[START OF Data provided]
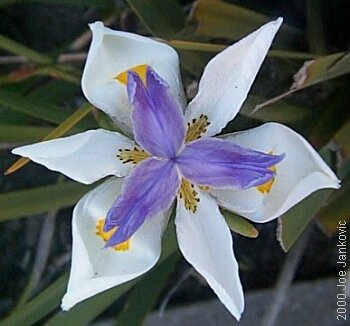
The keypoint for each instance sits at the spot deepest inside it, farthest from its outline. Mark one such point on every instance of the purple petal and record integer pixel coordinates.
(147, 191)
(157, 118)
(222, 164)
[END OF Data provided]
[START OF Data provided]
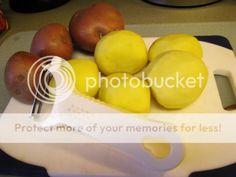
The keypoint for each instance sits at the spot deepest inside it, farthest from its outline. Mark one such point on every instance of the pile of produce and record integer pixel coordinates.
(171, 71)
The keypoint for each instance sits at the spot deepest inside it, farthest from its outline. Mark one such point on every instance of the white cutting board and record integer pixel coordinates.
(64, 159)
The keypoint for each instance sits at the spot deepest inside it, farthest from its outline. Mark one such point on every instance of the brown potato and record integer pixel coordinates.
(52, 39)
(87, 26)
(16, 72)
[END OF Data provided]
[START OF Data provided]
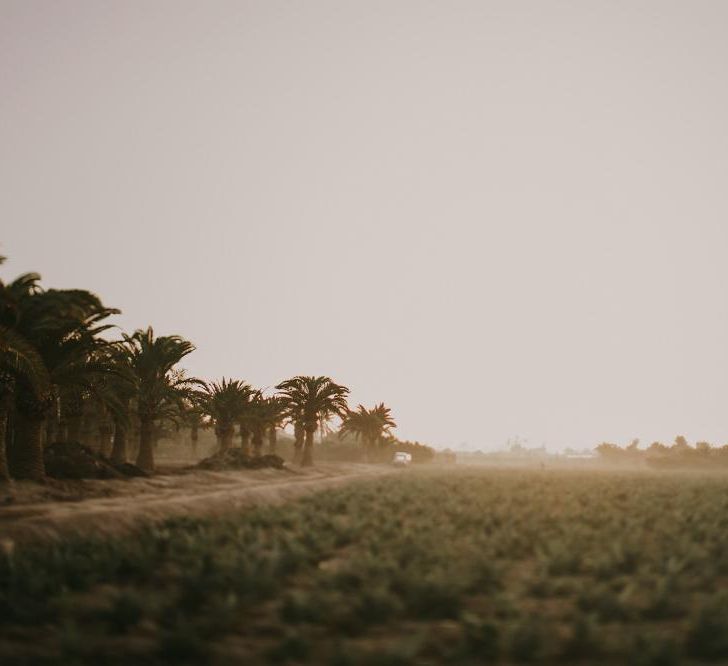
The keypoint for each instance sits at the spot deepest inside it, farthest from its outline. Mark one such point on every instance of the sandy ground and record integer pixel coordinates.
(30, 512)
[END OF Data provided]
Work to be completed: Pull out each line of the records above that contains the word "instance", and list those lines.

Solved exercise:
The keypoint for each instance sits at the spot deepest inside it, farthest from its outline. Mark one such point on every instance of the purple petal and record integer pixel coordinates.
The keypoint for each instance sits at the spot deepest inside it, farthest from its outline. Mark one such point on every instance of the pile of produce and record integer pixel coordinates.
The keypoint for each instance sits at the spot deepest inside it, farthest from its outline. Mark one such point on every instance of the white cutting board and record integer pixel coordinates.
The keypoint for each instance sits at the spot deepest inside it, farthest from its outline. Mark one such point on every instance of the brown potato and record integer pixel coordinates.
The keypoint for each instance sits at the spot deepest inside it, farthest from its outline. Mark one such point on every instance of the sandy ground and record integer pixel coordinates.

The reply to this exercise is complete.